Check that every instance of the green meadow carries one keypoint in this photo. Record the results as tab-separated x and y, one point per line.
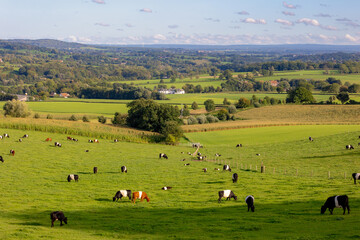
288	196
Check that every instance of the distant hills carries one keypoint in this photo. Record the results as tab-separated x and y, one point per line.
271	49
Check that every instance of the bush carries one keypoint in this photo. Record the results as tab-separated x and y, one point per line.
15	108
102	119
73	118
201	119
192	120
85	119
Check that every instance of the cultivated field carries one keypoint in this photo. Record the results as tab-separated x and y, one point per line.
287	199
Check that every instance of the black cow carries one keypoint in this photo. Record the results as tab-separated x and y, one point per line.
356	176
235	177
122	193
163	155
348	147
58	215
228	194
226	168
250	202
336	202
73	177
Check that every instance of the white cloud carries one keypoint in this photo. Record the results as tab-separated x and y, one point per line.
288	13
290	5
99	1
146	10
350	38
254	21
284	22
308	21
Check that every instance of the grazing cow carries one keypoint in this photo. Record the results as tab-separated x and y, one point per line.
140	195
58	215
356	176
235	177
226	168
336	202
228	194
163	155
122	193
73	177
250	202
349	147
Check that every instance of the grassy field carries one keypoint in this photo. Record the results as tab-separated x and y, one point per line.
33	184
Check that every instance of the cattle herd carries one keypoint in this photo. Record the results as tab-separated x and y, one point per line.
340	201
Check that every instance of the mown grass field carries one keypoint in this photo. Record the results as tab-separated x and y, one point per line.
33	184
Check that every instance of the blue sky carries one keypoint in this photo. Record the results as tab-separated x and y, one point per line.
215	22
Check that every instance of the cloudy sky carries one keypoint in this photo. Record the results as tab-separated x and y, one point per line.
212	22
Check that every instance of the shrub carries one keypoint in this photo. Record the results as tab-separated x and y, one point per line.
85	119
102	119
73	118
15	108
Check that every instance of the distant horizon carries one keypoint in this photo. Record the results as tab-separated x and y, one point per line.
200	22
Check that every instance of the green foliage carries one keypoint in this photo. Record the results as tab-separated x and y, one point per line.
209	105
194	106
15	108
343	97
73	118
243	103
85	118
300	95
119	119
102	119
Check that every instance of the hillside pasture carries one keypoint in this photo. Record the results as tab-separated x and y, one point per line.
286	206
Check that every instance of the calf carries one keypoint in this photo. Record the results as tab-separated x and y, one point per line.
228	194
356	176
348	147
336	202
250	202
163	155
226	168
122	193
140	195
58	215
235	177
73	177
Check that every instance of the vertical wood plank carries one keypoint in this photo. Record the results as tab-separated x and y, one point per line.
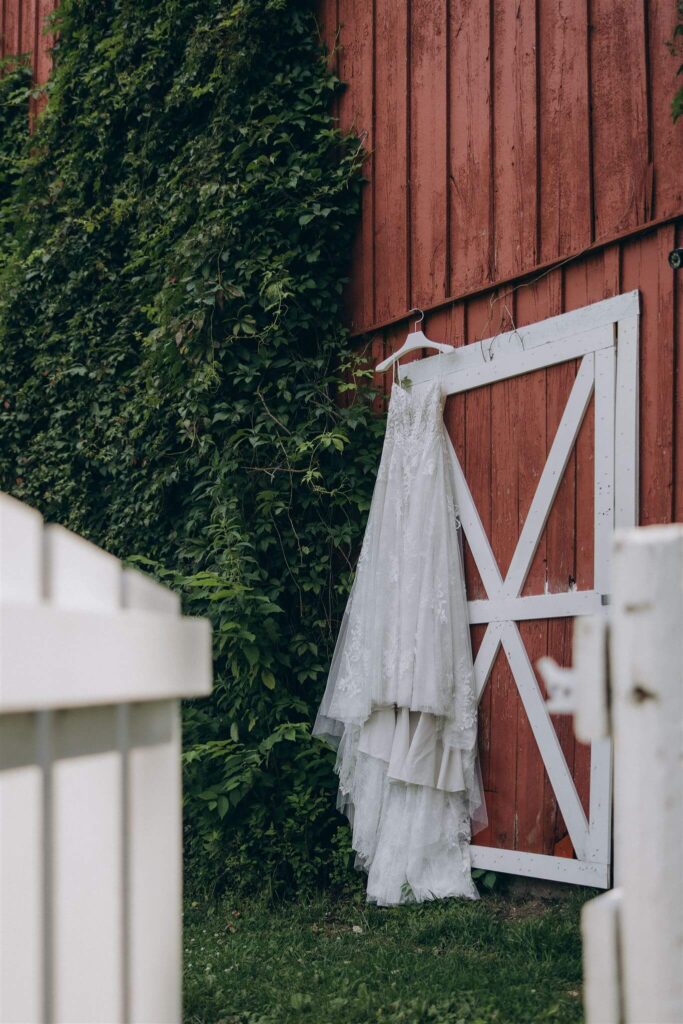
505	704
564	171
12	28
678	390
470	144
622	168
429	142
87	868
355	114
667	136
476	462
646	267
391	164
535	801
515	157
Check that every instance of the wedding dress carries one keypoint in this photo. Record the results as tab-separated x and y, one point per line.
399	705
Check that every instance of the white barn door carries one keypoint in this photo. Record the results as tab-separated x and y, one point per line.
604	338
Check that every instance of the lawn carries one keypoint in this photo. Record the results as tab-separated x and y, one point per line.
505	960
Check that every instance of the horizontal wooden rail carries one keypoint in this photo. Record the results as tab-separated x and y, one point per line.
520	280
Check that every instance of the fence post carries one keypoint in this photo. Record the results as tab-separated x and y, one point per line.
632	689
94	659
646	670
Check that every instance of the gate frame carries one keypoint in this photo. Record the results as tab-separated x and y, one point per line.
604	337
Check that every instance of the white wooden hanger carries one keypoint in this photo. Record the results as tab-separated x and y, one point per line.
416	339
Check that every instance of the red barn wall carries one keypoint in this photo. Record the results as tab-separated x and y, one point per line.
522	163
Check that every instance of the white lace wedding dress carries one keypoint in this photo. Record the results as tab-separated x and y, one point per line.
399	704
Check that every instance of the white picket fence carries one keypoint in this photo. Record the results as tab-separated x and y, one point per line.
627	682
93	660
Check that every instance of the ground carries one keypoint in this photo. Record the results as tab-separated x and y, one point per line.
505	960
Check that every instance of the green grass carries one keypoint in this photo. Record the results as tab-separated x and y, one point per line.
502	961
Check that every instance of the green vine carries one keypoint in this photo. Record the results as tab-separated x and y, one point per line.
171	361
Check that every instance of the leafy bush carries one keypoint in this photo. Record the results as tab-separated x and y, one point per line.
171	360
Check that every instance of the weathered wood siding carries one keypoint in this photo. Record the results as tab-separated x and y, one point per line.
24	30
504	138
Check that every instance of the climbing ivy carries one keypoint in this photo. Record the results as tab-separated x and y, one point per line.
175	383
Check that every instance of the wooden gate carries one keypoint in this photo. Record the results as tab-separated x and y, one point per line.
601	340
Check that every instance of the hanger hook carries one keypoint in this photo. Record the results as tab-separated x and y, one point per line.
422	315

• • • • • • •

# Instructions for the task
Can you write out all of the entries above verbatim, leaving the pictures out?

# Worked solution
Check that every instance of the green meadow carries one keypoint in this photo. Record the results as tab-separated x and y, one point per line.
288	196
Check that every instance of the distant hills carries one keypoint in this photo. Record the results as tab-separated x and y, one point per line.
271	49
Check that every instance of the bush carries one keypoint in this photo. Record the results as tab-separated x and y, one point per line.
15	108
102	119
73	118
201	119
192	120
85	119
Check that every instance of the cultivated field carries one keypoint in this photo. Record the results as tab-separated x and y, one point per line.
287	199
Check that every instance of the black cow carries one keypoint in this photo. Record the results as tab-separated x and y, one point per line.
356	176
235	177
122	193
163	155
348	147
58	215
228	194
226	168
250	202
336	202
73	177
Check that every instance of the white cloud carries one keypoint in this photo. Record the results as tab-separated x and y, one point per line.
288	13
290	5
99	1
146	10
350	38
254	21
284	22
308	21
Check that every instance of the grazing cow carries one keypoint in this photo. Record the results as tab-separated x and y, one point per line.
140	195
58	215
356	176
235	177
226	168
336	202
228	194
163	155
122	193
73	177
250	202
349	147
Check that every instance of the grassy field carries one keypoint in this photo. Record the results as tab-separated x and y, one point per line.
33	184
Check that every instance of the cattle herd carries one keypoint in this photo. Record the results as tab-separated x and y, one point per line.
340	201
Check that every instance of the mown grass field carries one keypoint in this photo. Record the results as tab-separated x and y, one point per line.
33	184
Check that every instance of the blue sky carries one keypoint in this photo. Record the results as tab-separated x and y, one point per line.
215	22
Check that every instance of the cloudy sky carries one keypoint in this photo. Record the results as tab-separated x and y, one point per line.
212	22
Check that every instance of the shrub carries one keypoint in this photo. Record the results as tab-separated x and y, one point per line.
85	119
102	119
73	118
15	108
Check that every instance of the distant horizon carries one keypoint in this photo. Record the results as tab-separated x and y, one point per line.
200	22
Check that every instance of the green foliage carries one keypoint in this photo. Record the results as tab-separated x and y, one point per line.
209	105
194	106
15	108
343	97
73	118
243	103
85	118
300	95
119	119
102	119
Check that every instance of the hillside pasture carries one keypoint in this photo. Record the results as tab-separated x and y, one point per line.
286	206
Check that every instance of the calf carries one keypoint in this photo. Record the results as tab-separated x and y, one point per line.
228	194
356	176
348	147
336	202
250	202
163	155
226	168
122	193
140	195
58	215
235	177
73	177
Check that every instance of the vertical wood plank carries one keypoint in this photo. Record the results as tab-separated x and y, one point per line.
505	704
564	171
12	28
678	390
470	144
622	168
429	142
87	868
355	114
667	136
476	462
646	267
391	164
535	801
515	157
Check that every instance of the wedding dress carries one keypoint in this photo. Record the results as tab-separated x and y, one point per line.
399	705
Check that every instance of the white barn door carries one keypoint in this photo. Record the results as tab-separated x and y, one point per line.
604	338
Check that every instance of the lawn carries one keypoint in this photo. Record the results as tab-separated x and y, one point per line.
505	960
Check that every instance of the horizontal wooden rail carries one keypoint in this photo. Record the results as tab-separated x and y, one point per line.
520	280
Check that every instance of the fence post carries one keypoint in this photo. Record the results as tab-separated x and y, one point per line.
632	689
94	659
646	670
Check that every instance of the gate frame carries one keypoint in this photo. Record the results as tab-separated x and y, one point per line.
604	337
Check that every instance of the white wooden hanger carries one keypoint in this photo. Record the results as tab-separated x and y, one point per line.
416	339
Check that every instance of the red barn wall carries one keypoint in this photo. Record the results as tab-separated x and y, one point per line.
522	163
Check that every instance of the white lace wedding dress carries one keypoint in this photo. Record the results as tab-separated x and y, one point per line.
399	704
Check that every instance of the white picket fence carries one keypoint in this photo. Record the results as tab-separated x and y, one point per line.
627	682
93	660
Check that every instance of the ground carries one keypoint in this photo. Record the results as tab-separated x and y, one point per line.
505	960
Check that every instance of the green grass carries one keypoint in this photo. Record the results as tab-separated x and y, one point per line.
502	961
Check that every instance of the green vine carries one keypoint in this photo. Record the results as tab-separated x and y, one point per line.
171	361
Check that every instance of the leafy bush carries one keypoint in this photo. Record the results as tab-separated x and y, one point per line.
171	360
Check that every instance of the weathered wood siding carries one keypoint in this photo. Record the results as tab-separated x and y, one point per line.
24	30
504	138
Check that every instance of the climbing ivy carries one keypoint in this photo. Record the results as tab-separated x and y, one point per line.
175	383
Check that every instance of the wooden gate carries one keypoint in this photo. Record the results as tab-separated x and y, one point per line.
601	340
Check that every instance of the hanger hook carries one keypoint in this photo. Record the results as tab-separated x and y, one point per line.
422	315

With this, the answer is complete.